* [Aim of the task]: Transcribe the lines below verbatim, from the start of the records down through the line containing "[175,154,180,161]".

* [Data extract]:

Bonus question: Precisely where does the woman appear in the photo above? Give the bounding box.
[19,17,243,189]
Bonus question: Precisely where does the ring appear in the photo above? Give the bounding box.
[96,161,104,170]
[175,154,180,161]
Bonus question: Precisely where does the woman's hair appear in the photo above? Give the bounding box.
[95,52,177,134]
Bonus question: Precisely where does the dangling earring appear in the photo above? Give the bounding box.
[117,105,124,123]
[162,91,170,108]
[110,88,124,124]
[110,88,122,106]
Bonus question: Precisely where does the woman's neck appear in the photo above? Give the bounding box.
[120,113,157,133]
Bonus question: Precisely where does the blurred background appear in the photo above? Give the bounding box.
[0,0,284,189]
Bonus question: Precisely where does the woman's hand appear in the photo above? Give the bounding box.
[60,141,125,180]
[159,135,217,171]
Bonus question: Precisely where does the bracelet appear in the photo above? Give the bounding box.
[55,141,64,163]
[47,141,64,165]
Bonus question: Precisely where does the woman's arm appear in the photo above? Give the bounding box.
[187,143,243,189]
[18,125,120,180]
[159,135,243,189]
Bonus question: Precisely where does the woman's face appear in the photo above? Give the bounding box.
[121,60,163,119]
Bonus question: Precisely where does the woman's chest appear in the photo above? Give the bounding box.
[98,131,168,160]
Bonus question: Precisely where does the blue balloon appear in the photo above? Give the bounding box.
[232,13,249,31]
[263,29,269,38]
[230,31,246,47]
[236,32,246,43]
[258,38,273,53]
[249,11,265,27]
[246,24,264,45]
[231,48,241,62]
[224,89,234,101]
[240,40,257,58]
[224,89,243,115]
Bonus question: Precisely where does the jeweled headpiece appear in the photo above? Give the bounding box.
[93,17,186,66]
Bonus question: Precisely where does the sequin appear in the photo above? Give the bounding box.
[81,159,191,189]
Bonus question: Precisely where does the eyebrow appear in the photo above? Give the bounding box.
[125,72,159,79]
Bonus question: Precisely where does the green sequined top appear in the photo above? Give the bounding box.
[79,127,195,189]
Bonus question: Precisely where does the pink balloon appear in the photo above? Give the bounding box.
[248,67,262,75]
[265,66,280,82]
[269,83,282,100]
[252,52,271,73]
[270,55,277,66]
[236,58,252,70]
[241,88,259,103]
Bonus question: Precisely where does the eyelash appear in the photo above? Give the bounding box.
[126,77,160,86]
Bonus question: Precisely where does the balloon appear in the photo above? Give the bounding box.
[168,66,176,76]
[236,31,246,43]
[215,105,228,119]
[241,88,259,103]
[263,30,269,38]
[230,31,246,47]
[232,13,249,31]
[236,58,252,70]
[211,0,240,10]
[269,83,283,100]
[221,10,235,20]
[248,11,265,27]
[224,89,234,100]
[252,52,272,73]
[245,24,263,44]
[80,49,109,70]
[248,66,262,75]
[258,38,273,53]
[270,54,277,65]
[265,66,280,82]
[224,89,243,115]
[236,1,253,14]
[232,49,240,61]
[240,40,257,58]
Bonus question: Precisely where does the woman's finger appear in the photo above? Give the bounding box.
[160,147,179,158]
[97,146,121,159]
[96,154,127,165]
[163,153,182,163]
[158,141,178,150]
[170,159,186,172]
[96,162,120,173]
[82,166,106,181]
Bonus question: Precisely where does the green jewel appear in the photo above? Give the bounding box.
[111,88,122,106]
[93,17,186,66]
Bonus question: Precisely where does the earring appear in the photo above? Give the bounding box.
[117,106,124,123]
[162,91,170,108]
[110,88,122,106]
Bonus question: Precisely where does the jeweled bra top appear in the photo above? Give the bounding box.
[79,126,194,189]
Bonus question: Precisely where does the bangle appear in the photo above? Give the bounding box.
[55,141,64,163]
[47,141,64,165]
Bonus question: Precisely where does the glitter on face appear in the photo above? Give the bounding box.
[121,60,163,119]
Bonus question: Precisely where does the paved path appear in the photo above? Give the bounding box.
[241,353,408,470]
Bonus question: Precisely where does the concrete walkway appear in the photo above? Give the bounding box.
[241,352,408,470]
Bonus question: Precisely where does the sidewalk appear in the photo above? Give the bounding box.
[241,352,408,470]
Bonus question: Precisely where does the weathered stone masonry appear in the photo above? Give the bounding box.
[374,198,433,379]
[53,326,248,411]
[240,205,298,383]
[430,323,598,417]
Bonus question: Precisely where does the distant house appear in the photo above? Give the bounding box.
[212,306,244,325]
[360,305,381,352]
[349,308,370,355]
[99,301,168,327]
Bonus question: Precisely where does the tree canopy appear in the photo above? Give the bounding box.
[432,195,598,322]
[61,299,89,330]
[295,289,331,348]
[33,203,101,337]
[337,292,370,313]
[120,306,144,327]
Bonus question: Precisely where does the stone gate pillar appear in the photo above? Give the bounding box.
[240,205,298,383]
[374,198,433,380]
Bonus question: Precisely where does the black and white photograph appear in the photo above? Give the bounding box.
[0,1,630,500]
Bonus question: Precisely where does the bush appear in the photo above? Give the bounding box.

* [Exercise solution]:
Bonus question: Precisely where does the woman appear in the photo above? Give the bounding box.
[19,17,243,189]
Bonus question: Precisely where does the ring appear in the photo above? Give the bounding box.
[96,161,104,170]
[175,154,180,161]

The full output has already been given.